## Consigne de travail:
Répondez à ces questions d'après le passage fourni.
1. Quel seuil est qualifié de « fatidique et symbolique » ?
2. En quelle année le projet comparé à celui du candidat LR a-t-il été porté ?
3. Qui symbolise la mainmise du fric sur les médias ?

## Passage fourni:
Alors certes, il n’avait peut-être pas les moyens financiers, il ne pouvait peut-être pas prendre le risque d’être ruiné et de terminer sa carrière en dessous du seuil fatidique et symbolique des 5%. Mais à choisir, finalement, entre Fillon et Macron, n’était-il pas plus proche, par bien des égards, du Sarthois ? N’avait-il pas porté en 2012 le même projet que le candidat LR d’aujourd’hui, obsédé par le poids de la dette et de la remise en ordre des finances publiques ? N’avait-il pas plaidé à l’époque pour le même projet – sang et larmes compris ?
Au bonheur de la dame
Ce ralliement à la caricature du marketing électoral est bien piteux, François Bayrou. Vous voilà désormais avec Jacques Attali, l’homme qui peste contre l’enracinement, Pierre Bergé, l’homme qui explique qu’on peut bien prêter son utérus puisque les ouvriers prêtent leurs bras, et Patrick Drahi qui symbolise aujourd’hui la mainmise du fric sur les médias. Vous voilà condamné à subir une recomposition low-cost, et prendre le risque d’offrir à Marine Le Pen l’adversaire dont elle rêve nuit et jour.

## Matériel fourni:
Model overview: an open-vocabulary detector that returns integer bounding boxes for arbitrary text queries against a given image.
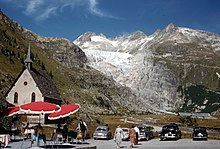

## Réponse attendue:
1. Le seuil des 5 %.
2. En 2012.
3. Patrick Drahi.